(Collected data)
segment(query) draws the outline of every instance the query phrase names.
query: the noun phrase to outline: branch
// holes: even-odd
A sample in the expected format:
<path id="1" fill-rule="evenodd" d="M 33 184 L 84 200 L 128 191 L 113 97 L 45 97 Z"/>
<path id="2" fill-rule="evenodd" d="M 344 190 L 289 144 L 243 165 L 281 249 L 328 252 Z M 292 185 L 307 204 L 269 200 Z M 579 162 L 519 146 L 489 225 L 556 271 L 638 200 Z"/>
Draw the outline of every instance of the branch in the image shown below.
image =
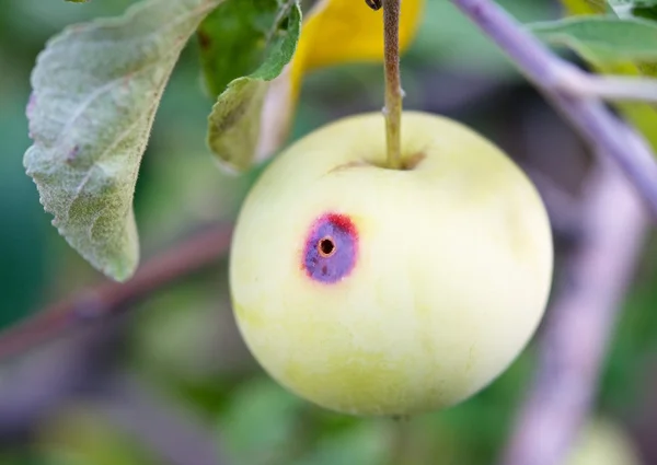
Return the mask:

[REQUEST] Copy out every line of the items above word for word, leaving out the pictures.

[FULL SOLUTION]
segment(query) draws the outline of every instance the query phrase names.
query: the noun phrase to outline: branch
// holes: even-odd
A sample in the expected format:
<path id="1" fill-rule="evenodd" d="M 33 184 L 84 200 L 128 191 L 113 97 L 45 97 Z"/>
<path id="2" fill-rule="evenodd" d="M 344 190 L 289 144 L 243 165 L 281 249 L 328 252 Z M 292 185 L 307 204 L 269 200 Z M 579 162 L 519 146 L 489 225 L 556 271 L 638 200 Z"/>
Draw the outline of every instance of the branch in the image shown below.
image =
Return the mask:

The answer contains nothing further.